### Task statement
Lay out the lines below as a Markdown table with the columns Row and Line. Number each row and leave out the blank lines.

— START OF Material supplied —

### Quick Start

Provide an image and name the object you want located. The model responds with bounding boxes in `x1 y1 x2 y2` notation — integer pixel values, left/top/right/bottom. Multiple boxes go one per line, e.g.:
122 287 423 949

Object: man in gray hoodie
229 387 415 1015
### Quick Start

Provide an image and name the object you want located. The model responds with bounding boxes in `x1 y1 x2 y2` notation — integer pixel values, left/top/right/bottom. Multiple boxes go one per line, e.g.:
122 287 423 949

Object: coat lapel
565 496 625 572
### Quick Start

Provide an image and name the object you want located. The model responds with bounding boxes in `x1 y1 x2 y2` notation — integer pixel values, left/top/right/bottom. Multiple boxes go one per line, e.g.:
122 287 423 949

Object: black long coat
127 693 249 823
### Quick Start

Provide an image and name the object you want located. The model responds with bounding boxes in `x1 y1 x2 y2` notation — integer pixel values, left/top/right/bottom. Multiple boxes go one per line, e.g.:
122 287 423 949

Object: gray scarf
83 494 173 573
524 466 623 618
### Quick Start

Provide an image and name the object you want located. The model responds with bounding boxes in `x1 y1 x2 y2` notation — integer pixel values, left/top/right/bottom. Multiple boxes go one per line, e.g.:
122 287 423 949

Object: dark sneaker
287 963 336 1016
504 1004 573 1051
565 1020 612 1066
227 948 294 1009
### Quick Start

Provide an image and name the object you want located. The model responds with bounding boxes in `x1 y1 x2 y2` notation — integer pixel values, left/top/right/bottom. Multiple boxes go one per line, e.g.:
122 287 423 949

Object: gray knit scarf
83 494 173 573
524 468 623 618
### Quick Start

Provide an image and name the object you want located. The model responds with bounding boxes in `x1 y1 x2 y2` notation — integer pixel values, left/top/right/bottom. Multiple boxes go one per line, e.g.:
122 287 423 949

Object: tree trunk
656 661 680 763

— END OF Material supplied —

### The output
| Row | Line |
|---|---|
| 1 | ### Quick Start |
| 2 | Provide an image and name the object you want located. The model responds with bounding boxes in `x1 y1 x2 y2` notation — integer pixel values, left/top/right/bottom. Multiple boxes go one per line, e.g.: |
| 3 | 122 287 423 949 |
| 4 | Object: man in gray hoodie |
| 5 | 229 387 415 1015 |
| 6 | ### Quick Start |
| 7 | Provide an image and name the object you want located. The model responds with bounding boxes in `x1 y1 x2 y2` notation — integer pixel values, left/top/right/bottom. Multiple boxes go one per line, e.g.: |
| 8 | 122 287 423 949 |
| 9 | Object: coat lapel |
| 10 | 565 496 625 572 |
| 11 | ### Quick Start |
| 12 | Provide an image and name the object you want located. The model responds with bounding boxes in `x1 y1 x2 y2` notation — integer pixel values, left/top/right/bottom. Multiple boxes go one per line, e.g.: |
| 13 | 122 287 423 949 |
| 14 | Object: black long coat |
| 15 | 127 693 249 823 |
| 16 | ### Quick Start |
| 17 | Provide an image and name the object you want located. The model responds with bounding boxes in `x1 y1 x2 y2` notation — integer pixel values, left/top/right/bottom. Multiple boxes go one per line, e.g.: |
| 18 | 122 287 423 949 |
| 19 | Object: gray scarf |
| 20 | 83 494 173 573 |
| 21 | 524 466 623 618 |
| 22 | ### Quick Start |
| 23 | Provide an image and name the object you want located. The model responds with bounding boxes in `x1 y1 x2 y2` notation — integer pixel values, left/top/right/bottom. Multiple boxes go one per line, e.g.: |
| 24 | 122 287 423 949 |
| 25 | Object: dark sneaker |
| 26 | 287 963 336 1016 |
| 27 | 504 1004 573 1051 |
| 28 | 565 1020 612 1066 |
| 29 | 227 948 294 1009 |
| 30 | ### Quick Start |
| 31 | Provide an image and name the object you want located. The model responds with bounding boxes in `x1 y1 x2 y2` notation — integer pixel values, left/top/right/bottom. Multiple boxes go one per line, e.g.: |
| 32 | 122 287 423 949 |
| 33 | Object: gray knit scarf |
| 34 | 83 494 173 573 |
| 35 | 524 468 623 618 |
| 36 | ### Quick Start |
| 37 | Provide an image and name the object you want located. The model responds with bounding boxes in `x1 y1 x2 y2` notation — integer pixel values, left/top/right/bottom. Multiple boxes go one per line, e.g.: |
| 38 | 122 287 423 949 |
| 39 | Object: tree trunk |
| 40 | 656 661 680 763 |